— start MATERIAL PROVIDED —
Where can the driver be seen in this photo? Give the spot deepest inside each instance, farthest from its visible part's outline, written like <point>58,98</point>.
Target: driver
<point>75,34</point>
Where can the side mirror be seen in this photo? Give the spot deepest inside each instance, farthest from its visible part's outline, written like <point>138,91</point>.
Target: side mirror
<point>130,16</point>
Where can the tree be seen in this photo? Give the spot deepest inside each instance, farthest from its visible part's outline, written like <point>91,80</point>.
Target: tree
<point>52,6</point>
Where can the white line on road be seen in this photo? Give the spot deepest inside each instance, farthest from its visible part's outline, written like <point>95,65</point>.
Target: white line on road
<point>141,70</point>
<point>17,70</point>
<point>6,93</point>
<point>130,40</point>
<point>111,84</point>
— end MATERIAL PROVIDED —
— start MATERIAL PROVIDED —
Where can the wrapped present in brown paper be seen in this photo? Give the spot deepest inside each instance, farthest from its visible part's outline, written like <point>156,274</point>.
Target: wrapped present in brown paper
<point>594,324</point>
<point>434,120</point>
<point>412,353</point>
— end MATERIAL PROVIDED —
— start MATERIAL PROVIDED —
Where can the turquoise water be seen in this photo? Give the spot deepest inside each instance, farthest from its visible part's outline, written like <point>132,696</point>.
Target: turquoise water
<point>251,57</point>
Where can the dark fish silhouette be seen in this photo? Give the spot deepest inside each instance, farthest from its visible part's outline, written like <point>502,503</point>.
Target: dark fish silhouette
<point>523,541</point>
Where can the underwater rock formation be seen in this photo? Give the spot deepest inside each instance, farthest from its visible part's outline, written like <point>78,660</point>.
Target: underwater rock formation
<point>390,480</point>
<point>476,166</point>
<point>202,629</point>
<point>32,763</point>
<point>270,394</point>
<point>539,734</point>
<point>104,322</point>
— end MATERIAL PROVIDED —
DESCRIPTION OF THE TASK:
Tally how many of the lines above contain the word "tree", and reply with only that number.

FULL ANSWER:
2